## Alıştırma amacı:
İmam Ali hakkındaki metnin son cümlesinden sonra gelecek bölümü yazarak metni sürdürün.

EBU SÜFYAN OĞLU MUAVİ’YE YE ANLATILANLAR
“Ehl-i Beyt” ve İmam Ali düşmanı olan Muâviye bir gün; İmam Ali’yi sevenlerden Dırâr’a ısrarla; “Ali’yi bana anlat” der. Dırâr söze başlar:
“Onun yüceliğine bir son, ululuğuna bir sınır yoktu. Gücü kuvveti çetindi; sözü kesindi. Adâletle hükmederdi. Her yanından bilgi fışkırırdı. Sözünden hikmet dile gelir, coşardı.Dünyadan, dünya lezzetlerinden çekinirdi. Gece garibliğiyle esenleşirdi. Çok ağlardı, uzun düşünürdü. En değersiz elbise giyer, en değersiz şeyleri yerdi. İçimizden birisi gibiydi; o kadar yakındık ona; yine de heybetinden söz söyleyemezdik. Din ehlini ağırlar, yoksullarla düşer kalkardı. Kuvvetli, o varken kötülük edemez, zayıf adâletinden me’yus olmazdı. Bazı vakitler gördüm, yasa batanlar gibi ağlar; «Ey dünya» derdi; «Benden başkasını aldat; ömrün kısadır senin, değerin az. Âh âh, azığın azlığından, yolun uzunluğundan, yatılacak yerin katılığından, varılacak yerin ululuğundan»”
İmam Ali, halîfeliği döneminde; Abdullah bin Abbas’a
yazdığı Mektuptan
“Ey Basra fermandarı, seni kökten ve necattan doğru bir insan biliyordum. Bununla beraber işittim, memleket dahilinde ben cengi cidal ile meşgul iken, sen de fırsatı gânimet bilerek Müslümanların mallarını yağmaya kalkmışsın. «Beyt’ül-mâl»dan, altın ve gümüş sikkeler ele geçirmişsin. İhtiyarlık için Hicaz’a göndermişsin. Yazıklar olsun sana ey Abbas’ın oğlu. Kocasız kadınların ve yetimlerin, fakirlerin hakkı olan bu parayı kendine nasıl sarf edeceksin? Mahşer gününün hesabından, Allah’ın azâbından korkmadın mı?”
Cemel savaşında:
Savaş sonrası düşmanlarından ölenlerin de cenaze namazını kıldı. Sonra askerlerine dönerek:“Düşmanı kovalamayınız, onların yaralananlarının yarasını sarınız, esirlerini tedavi ediniz” buyurmuşlardır.
Kendi katili için şöyle buyurdular:
Onu idare ediniz. Aç ve susuz bırakmayınız, eğer ben sağ kalırsam, ondan sarfınazar ederim. Ölürsem, bir kılıçtan fazla ona vurmayınız.

## Gösterilen bilgiler:
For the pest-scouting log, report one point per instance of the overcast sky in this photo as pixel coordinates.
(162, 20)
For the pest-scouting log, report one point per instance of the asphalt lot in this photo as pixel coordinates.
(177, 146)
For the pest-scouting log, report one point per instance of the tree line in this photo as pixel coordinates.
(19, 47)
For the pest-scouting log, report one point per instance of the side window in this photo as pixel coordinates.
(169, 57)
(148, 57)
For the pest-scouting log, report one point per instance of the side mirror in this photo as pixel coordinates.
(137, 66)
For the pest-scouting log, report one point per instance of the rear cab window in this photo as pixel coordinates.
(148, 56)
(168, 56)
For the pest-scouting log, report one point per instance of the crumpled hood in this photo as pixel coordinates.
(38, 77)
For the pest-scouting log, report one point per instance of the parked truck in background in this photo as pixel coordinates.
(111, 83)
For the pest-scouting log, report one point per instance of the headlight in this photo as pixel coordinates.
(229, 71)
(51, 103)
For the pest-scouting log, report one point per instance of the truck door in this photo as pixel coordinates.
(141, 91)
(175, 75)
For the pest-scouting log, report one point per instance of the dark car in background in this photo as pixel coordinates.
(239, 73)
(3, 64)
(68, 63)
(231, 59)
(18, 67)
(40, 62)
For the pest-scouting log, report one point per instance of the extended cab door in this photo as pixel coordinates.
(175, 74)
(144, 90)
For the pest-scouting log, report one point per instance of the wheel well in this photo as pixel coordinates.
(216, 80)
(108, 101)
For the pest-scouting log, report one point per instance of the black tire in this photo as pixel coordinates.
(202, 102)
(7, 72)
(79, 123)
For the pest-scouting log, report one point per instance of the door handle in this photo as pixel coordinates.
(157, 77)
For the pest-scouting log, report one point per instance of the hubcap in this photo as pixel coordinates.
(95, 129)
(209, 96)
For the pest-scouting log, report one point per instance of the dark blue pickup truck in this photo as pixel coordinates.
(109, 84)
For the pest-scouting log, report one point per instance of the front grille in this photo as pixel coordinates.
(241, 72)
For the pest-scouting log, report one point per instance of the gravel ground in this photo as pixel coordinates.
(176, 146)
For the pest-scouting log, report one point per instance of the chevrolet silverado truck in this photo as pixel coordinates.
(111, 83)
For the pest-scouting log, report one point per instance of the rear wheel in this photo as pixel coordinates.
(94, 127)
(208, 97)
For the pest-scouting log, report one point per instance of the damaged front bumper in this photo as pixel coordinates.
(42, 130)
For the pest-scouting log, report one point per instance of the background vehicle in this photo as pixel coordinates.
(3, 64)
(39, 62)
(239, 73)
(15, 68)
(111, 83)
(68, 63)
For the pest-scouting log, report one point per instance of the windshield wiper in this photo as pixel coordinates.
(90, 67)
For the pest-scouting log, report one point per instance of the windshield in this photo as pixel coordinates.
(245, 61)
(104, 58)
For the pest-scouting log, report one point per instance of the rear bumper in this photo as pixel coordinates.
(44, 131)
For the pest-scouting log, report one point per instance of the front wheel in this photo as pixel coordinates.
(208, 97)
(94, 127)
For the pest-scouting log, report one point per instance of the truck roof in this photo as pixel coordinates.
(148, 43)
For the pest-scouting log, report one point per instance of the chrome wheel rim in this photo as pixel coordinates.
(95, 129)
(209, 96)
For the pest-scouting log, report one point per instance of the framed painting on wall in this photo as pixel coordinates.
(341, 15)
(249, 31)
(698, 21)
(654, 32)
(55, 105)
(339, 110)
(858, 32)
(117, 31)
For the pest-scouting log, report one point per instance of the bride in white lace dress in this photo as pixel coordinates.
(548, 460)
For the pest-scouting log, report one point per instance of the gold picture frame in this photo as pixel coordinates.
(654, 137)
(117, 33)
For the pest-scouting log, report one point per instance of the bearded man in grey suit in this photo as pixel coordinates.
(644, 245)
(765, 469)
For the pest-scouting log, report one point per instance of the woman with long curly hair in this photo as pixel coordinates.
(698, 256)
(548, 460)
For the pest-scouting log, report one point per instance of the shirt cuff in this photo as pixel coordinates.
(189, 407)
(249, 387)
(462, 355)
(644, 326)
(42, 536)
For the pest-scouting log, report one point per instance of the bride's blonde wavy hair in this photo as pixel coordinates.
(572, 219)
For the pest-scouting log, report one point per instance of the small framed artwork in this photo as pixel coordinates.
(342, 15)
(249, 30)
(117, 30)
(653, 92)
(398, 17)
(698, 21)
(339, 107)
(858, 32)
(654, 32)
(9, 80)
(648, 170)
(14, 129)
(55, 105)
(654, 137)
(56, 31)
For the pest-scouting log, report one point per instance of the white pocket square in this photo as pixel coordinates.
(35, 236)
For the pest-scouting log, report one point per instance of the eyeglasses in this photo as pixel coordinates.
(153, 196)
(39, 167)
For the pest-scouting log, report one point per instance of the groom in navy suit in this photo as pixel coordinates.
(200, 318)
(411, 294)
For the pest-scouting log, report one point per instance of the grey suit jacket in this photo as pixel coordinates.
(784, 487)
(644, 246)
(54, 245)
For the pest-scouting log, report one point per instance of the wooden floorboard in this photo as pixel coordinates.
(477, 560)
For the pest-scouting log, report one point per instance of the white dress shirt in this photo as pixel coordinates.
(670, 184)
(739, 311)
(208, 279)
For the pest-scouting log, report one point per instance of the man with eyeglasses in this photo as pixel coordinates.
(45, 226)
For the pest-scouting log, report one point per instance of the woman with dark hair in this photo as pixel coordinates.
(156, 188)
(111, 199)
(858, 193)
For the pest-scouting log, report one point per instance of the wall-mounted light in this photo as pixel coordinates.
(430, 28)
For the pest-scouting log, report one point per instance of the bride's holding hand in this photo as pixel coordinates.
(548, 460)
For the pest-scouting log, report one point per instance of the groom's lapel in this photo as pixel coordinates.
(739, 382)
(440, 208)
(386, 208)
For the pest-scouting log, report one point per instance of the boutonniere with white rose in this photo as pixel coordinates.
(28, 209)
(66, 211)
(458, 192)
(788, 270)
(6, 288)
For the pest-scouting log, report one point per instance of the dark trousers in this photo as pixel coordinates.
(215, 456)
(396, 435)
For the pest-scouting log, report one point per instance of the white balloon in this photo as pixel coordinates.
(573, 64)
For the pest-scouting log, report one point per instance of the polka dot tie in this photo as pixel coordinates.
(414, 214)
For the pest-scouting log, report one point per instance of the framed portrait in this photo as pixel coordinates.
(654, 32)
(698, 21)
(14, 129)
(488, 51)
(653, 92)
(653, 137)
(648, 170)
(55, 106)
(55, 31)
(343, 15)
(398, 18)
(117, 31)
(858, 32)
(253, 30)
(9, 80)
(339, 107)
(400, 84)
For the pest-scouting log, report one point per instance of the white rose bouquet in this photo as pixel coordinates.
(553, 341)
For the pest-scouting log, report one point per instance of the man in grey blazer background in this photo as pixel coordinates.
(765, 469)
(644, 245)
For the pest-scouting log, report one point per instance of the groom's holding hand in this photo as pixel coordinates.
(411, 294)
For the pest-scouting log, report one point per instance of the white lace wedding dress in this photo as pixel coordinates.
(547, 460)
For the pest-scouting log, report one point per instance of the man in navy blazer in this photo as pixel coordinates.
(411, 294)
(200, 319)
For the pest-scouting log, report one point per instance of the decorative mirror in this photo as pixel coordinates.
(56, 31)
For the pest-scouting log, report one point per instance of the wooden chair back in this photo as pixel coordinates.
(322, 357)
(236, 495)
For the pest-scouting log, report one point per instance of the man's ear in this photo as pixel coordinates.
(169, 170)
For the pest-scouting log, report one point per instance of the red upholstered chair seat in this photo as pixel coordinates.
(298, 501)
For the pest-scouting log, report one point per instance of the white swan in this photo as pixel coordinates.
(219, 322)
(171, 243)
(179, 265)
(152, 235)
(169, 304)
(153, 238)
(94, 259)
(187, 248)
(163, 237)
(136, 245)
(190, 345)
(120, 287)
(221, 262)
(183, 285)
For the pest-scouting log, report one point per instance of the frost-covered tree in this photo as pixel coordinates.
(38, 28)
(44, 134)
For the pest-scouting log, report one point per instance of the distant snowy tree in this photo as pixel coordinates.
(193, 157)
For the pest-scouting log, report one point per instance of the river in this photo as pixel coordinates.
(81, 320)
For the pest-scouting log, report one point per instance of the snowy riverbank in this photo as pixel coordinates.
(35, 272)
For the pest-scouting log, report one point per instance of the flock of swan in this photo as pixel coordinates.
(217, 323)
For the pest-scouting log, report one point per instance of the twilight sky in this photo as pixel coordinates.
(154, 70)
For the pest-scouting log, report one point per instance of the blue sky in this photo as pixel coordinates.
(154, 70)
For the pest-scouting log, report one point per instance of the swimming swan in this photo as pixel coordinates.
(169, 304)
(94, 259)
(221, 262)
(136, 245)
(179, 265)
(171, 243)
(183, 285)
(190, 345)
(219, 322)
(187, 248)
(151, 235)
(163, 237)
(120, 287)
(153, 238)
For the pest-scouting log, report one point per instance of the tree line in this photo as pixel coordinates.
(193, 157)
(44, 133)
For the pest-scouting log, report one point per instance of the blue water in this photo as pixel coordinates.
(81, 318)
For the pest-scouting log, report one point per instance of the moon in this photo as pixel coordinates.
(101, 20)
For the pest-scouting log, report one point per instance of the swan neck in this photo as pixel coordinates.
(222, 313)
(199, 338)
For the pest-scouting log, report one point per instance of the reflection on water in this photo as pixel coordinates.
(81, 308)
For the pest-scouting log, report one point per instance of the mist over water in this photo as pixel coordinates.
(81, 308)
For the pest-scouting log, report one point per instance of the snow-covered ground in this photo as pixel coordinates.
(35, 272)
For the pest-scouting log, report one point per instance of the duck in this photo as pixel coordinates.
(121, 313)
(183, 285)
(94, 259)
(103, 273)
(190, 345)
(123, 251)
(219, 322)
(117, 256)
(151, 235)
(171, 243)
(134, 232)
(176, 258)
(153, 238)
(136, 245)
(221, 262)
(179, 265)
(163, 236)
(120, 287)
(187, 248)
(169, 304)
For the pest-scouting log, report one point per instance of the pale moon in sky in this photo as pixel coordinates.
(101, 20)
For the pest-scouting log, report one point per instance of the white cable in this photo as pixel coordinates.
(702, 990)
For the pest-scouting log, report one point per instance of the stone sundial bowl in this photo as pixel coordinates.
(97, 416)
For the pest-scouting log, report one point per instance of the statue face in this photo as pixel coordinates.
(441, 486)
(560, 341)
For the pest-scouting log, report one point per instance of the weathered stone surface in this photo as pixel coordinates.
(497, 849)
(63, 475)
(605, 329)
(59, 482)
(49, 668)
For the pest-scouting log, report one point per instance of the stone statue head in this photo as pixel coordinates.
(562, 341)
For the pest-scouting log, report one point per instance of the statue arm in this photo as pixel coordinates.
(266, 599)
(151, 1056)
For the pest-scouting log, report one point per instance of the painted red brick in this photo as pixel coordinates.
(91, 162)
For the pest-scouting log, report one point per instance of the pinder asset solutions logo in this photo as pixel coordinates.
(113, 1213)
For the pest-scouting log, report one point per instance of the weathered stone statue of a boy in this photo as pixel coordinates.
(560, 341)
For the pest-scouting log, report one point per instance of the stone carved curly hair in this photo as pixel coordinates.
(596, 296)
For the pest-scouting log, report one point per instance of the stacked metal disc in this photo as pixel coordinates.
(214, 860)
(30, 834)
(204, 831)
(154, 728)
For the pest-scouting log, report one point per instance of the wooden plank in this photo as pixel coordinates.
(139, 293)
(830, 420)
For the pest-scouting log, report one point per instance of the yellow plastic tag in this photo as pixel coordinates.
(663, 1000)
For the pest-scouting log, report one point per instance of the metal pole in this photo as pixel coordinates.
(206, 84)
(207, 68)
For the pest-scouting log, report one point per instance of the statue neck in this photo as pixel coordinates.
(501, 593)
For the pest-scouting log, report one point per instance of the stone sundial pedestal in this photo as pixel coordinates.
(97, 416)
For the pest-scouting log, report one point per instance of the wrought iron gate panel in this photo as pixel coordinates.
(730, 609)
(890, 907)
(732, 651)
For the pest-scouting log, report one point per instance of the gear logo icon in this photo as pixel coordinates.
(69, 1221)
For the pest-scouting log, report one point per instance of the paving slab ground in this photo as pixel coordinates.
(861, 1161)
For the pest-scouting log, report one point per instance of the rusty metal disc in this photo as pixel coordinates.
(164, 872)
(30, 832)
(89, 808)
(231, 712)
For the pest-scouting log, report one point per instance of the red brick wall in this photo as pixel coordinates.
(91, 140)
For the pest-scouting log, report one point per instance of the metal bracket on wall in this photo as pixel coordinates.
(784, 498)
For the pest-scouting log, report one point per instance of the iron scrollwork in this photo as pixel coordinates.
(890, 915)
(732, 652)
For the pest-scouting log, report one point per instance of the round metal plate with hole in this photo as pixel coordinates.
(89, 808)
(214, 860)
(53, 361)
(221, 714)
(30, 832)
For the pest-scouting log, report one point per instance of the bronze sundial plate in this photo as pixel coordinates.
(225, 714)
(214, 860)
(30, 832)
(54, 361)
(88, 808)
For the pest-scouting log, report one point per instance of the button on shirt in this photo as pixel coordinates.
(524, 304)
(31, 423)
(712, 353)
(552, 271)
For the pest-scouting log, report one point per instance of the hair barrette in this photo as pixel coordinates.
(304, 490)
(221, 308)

## Alıştırma çıktısı:
Talha ve Zübeyr Hakkında
Talha ve Zübeyr, Hz.İmâm-ı Ali’nin hilâfeti zamanında servet sahibi idiler.İmam Ali onlara sordu: “Sair halktan kendinizi üstün görmenizin delili nedir? Cevap verdiler. “Ömer İbn-i Hattab, hilâfeti zamanında bize diğer halktan daha fazla para verirdi”. İmam Ali sordu. “Peki Peygamber zamanında size verilen para ne kadardı?.Cevap verdiler. “Sair halk gibi idi”. İmam şöyle dedi.“Bugün de alacağınız sair halk gibi olacak.” Onlar buna itiraz ettiler. “Fakat biz hizmetler ettik.” Dediler. İmam Ali onlara dönerek “Benim hizmetlerim, sizin tasdikiniz ile herkesten daha fazladır, ayrıca bugün halîfeyim, fakat kendim ile en fakir adam arasında bir imtiyazım olacağına râzı değilim.” Buyurdular.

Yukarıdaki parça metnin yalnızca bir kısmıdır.